◆ **YOUR TASKS**
[1] In the patent excerpt on server abnormalities, rewrite the paragraph beginning "In step S28, the transmitting module 700" as a shorter version that keeps its main facts.
[2] Name each component in the patent excerpt on server abnormalities that is given a reference numeral, along with its numeral.
[3] Continue the patent excerpt on server abnormalities from its final sentence.

◆ **TEXT BLOCK**
=======
In step S26, the processing module 500 controls the operating system 30 to restart and forbids implementation of the abnormal software by a preset program. The preset program can end a process of the abnormal software, similar to a task manager of WINDOWS.
In step S28, the transmitting module 700 transmits the present abnormality of the server 1 and the reason of the present abnormality to the computing device 2. In the embodiment, the transmitting module 700 transmits an e-mail to the computing device 2 to notify the present abnormality of the server 1 and the reason of the present abnormality to the people to fix the problem.
Although certain inventive embodiments of the present disclosure have been specifically described, the present disclosure is not to be construed as being limited thereto. Various changes or modifications may be made to the present disclosure without departing from the scope and spirit of the present disclosure.
Claims
1. A computer-implemented method being executed by a processor of a server electronically connected to a computing device, the method comprising:
- (a) determining a present abnormality of the server according to data from a memory of the server, in response to determining that the server is malfunctioning;
- (b) determining a reason of the present abnormality of the server according to a preset reason list, in response to determining that the present abnormality is a hardware abnormality;
- (c) stopping use of the abnormal hardware and controlling an operating system of the server to restart;
- (d) acquiring information of the abnormal hardware from a field replace unit (FRU) chip of the server; and
- (e) transmitting the present abnormality of the server, the reason of the present abnormality, and the information of the abnormal hardware to the computing device.
2. The method as claimed in claim 1, further comprising:
- determining the reason of the present abnormality of the server using the operating system, in response to determining that the present abnormality is a software abnormality;
- controlling the operating system to restart and forbidding implementation of the abnormal software by a preset program; and
- transmitting the present abnormality of the server and the reason of the present abnormality to the computing device.
3. The method as claimed in claim 1, wherein in step (c), stopping use of the abnormal hardware is done by amending a set value of the abnormal hardware in a non-volatile random access memory (NVRAM) of a basic input output system (BIOS) of the server according to the reason of the present abnormality.
=======
◆ **EXTRACTED DATA**
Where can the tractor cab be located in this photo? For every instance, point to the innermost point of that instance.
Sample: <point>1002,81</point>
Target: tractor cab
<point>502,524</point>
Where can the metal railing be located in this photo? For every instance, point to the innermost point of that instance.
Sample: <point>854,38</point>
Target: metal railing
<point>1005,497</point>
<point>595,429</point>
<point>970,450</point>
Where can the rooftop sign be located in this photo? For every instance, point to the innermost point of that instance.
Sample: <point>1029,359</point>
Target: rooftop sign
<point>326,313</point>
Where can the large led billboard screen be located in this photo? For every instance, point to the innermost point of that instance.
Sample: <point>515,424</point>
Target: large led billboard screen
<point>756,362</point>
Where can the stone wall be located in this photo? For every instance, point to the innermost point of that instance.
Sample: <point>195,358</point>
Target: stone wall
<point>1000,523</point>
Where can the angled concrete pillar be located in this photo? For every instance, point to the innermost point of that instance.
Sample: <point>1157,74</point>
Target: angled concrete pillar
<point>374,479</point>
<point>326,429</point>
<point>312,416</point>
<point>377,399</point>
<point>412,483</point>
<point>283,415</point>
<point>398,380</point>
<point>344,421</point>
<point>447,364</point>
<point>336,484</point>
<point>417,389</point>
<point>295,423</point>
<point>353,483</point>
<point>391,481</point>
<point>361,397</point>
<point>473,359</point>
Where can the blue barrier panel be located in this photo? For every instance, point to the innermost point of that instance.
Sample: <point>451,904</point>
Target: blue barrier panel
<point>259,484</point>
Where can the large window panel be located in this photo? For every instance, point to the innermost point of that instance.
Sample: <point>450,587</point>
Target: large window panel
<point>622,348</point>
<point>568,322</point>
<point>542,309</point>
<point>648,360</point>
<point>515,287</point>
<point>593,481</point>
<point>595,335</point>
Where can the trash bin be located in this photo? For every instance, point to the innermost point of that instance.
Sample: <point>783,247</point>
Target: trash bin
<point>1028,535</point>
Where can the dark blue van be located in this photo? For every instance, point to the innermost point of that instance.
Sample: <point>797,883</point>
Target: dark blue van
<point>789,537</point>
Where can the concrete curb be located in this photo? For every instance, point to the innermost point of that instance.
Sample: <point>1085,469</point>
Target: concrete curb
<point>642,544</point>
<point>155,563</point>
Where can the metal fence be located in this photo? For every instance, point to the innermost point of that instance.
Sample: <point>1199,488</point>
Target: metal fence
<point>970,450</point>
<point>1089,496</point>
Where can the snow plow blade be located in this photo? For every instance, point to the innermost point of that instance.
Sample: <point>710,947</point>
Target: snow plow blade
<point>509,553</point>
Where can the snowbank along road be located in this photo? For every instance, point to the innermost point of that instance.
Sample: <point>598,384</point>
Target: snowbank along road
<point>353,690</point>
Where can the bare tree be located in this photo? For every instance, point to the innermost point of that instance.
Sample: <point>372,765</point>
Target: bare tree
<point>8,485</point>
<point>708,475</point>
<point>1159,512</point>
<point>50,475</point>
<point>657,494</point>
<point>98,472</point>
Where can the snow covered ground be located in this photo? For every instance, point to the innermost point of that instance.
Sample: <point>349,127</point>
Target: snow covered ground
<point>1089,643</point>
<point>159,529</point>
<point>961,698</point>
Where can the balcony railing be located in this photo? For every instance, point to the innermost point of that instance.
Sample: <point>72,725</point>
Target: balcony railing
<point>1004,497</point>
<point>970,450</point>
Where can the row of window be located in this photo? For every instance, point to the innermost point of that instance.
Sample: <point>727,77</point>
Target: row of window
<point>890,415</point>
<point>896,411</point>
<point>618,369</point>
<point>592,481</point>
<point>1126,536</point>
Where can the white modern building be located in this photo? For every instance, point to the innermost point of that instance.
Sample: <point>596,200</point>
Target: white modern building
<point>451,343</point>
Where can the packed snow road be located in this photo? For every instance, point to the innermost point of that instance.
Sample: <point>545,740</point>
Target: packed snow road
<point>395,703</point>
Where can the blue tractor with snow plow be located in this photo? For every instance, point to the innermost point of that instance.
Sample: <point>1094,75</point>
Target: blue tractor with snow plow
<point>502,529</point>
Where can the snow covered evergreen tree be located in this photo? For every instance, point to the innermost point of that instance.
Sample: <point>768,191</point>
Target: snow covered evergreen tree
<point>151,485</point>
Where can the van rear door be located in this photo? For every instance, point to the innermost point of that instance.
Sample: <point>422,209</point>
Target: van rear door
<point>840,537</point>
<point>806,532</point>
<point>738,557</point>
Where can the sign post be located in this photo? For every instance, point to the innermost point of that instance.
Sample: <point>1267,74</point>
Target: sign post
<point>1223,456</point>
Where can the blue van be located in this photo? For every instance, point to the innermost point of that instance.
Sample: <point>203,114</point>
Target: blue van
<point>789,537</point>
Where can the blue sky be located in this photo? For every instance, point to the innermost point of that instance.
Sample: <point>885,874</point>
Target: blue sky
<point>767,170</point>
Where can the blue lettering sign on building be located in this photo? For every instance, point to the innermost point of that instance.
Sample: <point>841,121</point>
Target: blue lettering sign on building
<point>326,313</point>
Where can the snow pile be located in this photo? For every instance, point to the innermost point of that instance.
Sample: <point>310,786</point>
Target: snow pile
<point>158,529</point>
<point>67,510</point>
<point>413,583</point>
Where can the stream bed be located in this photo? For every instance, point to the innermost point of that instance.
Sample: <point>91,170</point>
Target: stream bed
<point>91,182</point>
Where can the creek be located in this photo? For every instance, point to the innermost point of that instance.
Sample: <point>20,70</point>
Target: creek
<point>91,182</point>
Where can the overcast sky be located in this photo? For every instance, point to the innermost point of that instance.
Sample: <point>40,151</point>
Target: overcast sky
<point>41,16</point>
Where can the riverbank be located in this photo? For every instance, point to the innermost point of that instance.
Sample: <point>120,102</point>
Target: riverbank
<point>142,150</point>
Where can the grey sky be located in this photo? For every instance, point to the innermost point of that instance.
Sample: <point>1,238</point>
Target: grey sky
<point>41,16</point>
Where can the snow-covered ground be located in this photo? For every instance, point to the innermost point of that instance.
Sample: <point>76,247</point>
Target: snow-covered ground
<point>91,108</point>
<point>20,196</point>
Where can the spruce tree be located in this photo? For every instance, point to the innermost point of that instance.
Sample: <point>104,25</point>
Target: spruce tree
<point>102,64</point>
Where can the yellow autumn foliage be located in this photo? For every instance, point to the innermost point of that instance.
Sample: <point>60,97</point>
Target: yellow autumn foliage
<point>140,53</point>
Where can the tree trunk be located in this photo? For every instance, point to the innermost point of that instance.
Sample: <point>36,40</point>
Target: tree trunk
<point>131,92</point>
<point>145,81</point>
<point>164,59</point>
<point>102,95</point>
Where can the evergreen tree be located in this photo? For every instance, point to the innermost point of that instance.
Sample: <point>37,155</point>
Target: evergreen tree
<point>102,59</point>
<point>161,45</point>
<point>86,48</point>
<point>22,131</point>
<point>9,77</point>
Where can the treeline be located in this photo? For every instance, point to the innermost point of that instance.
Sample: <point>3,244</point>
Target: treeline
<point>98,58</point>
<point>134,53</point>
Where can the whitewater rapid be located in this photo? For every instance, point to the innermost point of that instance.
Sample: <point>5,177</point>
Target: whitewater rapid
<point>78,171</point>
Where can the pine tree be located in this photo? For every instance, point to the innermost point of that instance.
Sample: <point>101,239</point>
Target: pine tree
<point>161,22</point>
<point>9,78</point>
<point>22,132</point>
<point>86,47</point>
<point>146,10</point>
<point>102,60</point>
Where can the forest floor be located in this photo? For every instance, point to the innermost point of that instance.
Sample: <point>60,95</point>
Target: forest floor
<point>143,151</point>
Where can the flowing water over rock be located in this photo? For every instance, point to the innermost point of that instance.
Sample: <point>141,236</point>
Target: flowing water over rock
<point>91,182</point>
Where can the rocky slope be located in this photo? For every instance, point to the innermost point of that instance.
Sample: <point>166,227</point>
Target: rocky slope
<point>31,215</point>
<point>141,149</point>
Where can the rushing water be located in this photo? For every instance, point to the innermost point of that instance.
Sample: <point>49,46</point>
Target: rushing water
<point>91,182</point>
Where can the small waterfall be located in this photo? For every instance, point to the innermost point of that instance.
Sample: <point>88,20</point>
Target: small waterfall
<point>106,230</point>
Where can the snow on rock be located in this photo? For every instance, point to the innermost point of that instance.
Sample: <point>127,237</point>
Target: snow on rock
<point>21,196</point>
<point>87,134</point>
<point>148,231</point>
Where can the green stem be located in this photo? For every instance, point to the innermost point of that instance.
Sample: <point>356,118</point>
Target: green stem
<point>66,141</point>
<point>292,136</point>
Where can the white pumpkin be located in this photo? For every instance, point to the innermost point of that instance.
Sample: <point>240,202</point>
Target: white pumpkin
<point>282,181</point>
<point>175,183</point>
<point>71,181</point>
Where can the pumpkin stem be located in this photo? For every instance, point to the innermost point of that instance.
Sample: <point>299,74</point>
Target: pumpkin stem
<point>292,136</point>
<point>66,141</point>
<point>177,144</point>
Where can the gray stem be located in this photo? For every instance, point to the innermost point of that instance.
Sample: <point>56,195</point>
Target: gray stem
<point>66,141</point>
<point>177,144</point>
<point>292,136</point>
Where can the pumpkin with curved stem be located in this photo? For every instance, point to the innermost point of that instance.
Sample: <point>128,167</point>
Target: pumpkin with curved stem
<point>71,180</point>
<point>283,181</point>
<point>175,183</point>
=======
◆ **TASK-BY-TASK ANSWERS**
[1] In step S28, the transmitting module 700 sends the computing device 2 the server 1's present abnormality and its reason. In the embodiment, this is done by e-mail, so that the people fixing the problem are notified.

[2]
- processing module 500
- operating system 30
- transmitting module 700
- server 1
- computing device 2

[3]
4. The method as claimed in claim 1, wherein the operating system automatically copies the data in the memory and transmits the data to a baseboard management controller (BMC) of the server in response to the determination that the server is malfunctioning.
5. A non-transitory storage medium storing a set of instructions, the set of instructions being executed by a processor of a server electronically connected to a computing device, to perform a method comprising:
- (a) determining a present abnormality of the server according to data from a memory of the server, in response to determining that the server is malfunctioning;
- (b) determining a reason of the present abnormality of the server according to a preset reason list, in response to determining that the present abnormality is a hardware abnormality;
- (c) stopping use of the abnormal hardware and controlling an operating system of the server to restart;
- (d) acquiring information of the abnormal hardware from a field replace unit (FRU) chip of the server; and
- (e) transmitting the present abnormality of the server, the reason of the present abnormality, and the information of the abnormal hardware to the computing device.
6. The non-transitory storage medium as claimed in claim 5, wherein the method further comprises:
- determining the reason of the present abnormality of the server using the operating system, in response to determining that the present abnormality is a software abnormality;
- controlling the operating system to restart and forbidding implementation of the abnormal software by a preset program; and
- transmitting the present abnormality of the server and the reason of the present abnormality to the computing device.
7. The non-transitory storage medium as claimed in claim 5, wherein in step (c), stopping use of the abnormal hardware is done by amending a set value of the abnormal hardware in a non-volatile random access memory (NVRAM) of a basic input output system (BIOS) of the server according to the reason of the present abnormality.
8. The non-transitory storage medium as claimed in claim 5, wherein the operating system automatically copies the data in the memory and transmits the data to a baseboard management controller (BMC) of the server in response to the determination that the server is malfunctioning.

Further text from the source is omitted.